> [What the task asks] Among the entries below, which lines include the string "brown"? Show each one.

> [Recorded information]
────────────────

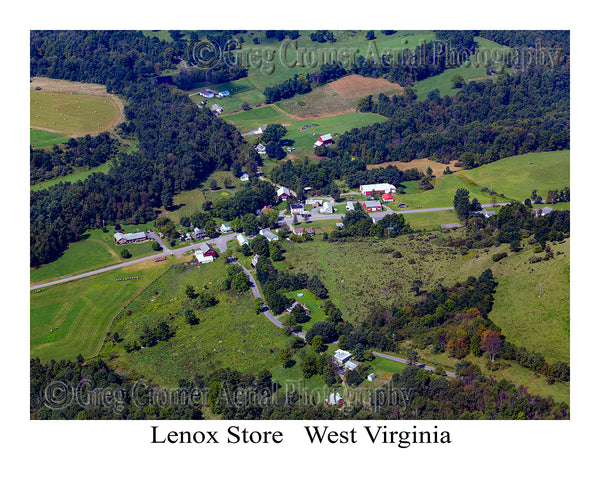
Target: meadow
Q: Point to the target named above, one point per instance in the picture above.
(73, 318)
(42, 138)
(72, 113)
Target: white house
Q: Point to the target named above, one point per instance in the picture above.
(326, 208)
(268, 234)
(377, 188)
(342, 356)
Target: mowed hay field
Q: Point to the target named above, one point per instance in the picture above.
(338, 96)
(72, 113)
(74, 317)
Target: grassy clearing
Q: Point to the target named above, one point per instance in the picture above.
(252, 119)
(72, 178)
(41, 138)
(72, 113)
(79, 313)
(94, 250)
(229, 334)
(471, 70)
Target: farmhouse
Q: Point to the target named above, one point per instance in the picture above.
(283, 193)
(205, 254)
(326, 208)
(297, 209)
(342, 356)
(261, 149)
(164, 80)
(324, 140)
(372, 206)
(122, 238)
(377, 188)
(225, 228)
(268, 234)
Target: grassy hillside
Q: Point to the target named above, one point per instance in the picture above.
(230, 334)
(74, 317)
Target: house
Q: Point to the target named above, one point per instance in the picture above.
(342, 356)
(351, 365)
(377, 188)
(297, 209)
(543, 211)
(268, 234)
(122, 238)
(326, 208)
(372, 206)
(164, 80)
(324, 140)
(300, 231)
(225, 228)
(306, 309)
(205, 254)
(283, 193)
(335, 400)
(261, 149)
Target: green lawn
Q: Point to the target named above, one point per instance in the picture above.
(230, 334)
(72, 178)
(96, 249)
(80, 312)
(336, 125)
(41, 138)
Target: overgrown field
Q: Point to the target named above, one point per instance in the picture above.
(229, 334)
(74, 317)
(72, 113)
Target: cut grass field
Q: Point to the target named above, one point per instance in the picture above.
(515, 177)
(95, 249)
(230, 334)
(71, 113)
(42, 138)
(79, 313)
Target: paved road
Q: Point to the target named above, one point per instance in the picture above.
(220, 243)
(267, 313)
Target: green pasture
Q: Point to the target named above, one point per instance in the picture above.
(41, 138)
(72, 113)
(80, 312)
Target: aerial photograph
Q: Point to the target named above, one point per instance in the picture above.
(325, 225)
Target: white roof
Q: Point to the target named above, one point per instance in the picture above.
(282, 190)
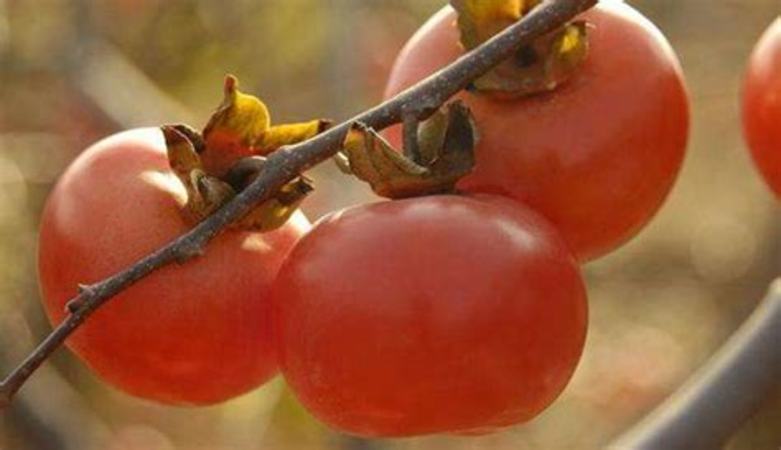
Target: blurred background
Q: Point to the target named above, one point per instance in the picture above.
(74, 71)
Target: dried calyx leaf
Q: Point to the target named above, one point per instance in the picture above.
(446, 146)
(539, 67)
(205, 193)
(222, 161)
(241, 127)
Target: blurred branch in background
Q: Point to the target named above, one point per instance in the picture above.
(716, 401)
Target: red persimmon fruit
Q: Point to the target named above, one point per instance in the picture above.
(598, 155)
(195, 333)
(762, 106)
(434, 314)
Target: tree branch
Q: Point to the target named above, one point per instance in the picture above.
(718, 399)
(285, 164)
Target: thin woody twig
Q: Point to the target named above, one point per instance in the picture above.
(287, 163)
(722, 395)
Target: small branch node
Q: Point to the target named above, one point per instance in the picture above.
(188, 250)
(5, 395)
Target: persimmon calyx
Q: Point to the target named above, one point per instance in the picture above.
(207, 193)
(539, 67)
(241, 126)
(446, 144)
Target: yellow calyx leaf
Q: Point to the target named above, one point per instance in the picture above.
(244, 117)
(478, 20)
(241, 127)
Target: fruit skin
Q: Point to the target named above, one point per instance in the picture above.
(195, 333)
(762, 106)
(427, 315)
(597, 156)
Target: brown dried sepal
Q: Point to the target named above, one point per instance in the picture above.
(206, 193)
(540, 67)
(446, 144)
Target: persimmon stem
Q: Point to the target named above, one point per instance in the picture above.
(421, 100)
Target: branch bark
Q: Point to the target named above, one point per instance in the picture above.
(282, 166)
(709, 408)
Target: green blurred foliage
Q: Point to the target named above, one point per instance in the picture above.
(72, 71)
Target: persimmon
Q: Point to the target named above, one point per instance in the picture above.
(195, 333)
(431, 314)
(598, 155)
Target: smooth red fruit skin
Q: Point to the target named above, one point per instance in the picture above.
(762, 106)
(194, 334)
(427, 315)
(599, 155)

────────────────

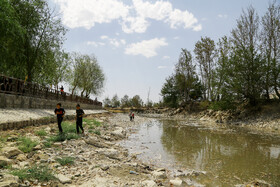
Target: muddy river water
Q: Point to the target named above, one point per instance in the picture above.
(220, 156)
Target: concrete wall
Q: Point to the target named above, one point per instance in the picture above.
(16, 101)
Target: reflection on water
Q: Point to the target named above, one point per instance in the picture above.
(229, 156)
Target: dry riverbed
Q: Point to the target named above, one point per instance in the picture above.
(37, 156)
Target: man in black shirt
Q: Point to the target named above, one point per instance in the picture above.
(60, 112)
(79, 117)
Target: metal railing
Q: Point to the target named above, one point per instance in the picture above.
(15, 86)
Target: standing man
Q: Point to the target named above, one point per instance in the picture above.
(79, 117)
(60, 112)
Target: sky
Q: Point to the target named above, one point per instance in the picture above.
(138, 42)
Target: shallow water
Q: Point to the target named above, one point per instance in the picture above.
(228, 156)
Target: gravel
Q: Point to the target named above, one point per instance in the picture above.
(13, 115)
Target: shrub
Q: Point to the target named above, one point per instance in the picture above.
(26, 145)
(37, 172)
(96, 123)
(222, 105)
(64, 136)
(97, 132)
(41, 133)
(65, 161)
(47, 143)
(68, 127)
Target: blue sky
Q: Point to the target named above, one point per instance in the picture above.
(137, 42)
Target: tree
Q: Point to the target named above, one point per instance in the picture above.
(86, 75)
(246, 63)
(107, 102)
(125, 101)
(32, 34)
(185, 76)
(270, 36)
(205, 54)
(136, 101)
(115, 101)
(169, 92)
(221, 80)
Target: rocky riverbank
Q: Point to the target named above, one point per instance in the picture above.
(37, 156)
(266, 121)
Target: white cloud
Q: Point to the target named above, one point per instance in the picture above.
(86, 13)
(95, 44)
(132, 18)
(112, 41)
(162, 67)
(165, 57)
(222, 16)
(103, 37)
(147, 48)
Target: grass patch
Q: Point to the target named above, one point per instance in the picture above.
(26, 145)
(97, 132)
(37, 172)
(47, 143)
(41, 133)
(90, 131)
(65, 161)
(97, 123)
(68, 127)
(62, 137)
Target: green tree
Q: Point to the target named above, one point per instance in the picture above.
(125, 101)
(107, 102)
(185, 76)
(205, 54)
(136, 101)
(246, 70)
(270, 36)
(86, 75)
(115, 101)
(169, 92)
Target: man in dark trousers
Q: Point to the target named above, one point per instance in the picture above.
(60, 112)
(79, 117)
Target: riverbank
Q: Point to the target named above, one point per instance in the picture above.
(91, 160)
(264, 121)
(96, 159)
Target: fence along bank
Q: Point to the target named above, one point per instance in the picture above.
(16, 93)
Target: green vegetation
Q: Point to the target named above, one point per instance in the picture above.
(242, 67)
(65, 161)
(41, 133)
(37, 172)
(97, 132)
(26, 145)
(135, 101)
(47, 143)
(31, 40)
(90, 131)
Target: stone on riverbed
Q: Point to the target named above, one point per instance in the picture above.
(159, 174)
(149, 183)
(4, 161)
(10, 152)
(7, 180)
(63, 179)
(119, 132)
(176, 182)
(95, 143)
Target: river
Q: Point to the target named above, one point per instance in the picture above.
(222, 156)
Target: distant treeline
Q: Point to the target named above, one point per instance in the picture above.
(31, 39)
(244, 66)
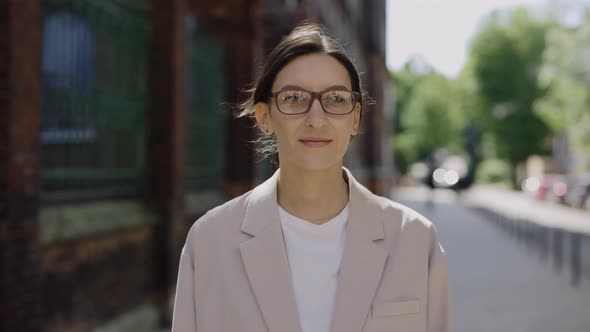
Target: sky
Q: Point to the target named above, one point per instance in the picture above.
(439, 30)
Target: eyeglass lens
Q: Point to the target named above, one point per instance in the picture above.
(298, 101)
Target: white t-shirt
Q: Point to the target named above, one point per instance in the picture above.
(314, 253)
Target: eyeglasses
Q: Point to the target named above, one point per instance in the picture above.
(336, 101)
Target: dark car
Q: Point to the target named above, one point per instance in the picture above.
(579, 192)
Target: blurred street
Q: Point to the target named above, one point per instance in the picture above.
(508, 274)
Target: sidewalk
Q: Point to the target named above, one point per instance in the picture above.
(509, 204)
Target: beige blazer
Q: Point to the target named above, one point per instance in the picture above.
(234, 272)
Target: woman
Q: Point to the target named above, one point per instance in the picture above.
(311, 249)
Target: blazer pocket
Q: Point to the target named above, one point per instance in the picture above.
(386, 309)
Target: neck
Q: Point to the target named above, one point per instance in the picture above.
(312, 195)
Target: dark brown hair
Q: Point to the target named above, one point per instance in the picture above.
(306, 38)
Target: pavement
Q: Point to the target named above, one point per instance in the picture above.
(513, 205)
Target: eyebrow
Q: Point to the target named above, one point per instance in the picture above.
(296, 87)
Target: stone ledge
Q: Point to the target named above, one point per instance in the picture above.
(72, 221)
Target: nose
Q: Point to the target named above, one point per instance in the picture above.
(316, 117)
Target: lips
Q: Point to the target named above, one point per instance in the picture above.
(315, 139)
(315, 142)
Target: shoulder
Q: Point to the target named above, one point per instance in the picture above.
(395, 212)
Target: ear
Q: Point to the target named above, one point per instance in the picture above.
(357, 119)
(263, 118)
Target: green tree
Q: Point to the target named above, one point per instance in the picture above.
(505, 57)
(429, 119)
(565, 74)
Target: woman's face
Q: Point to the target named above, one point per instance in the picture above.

────────────────

> [Response to the task]
Target: brown dried sepal
Target: dark brown hair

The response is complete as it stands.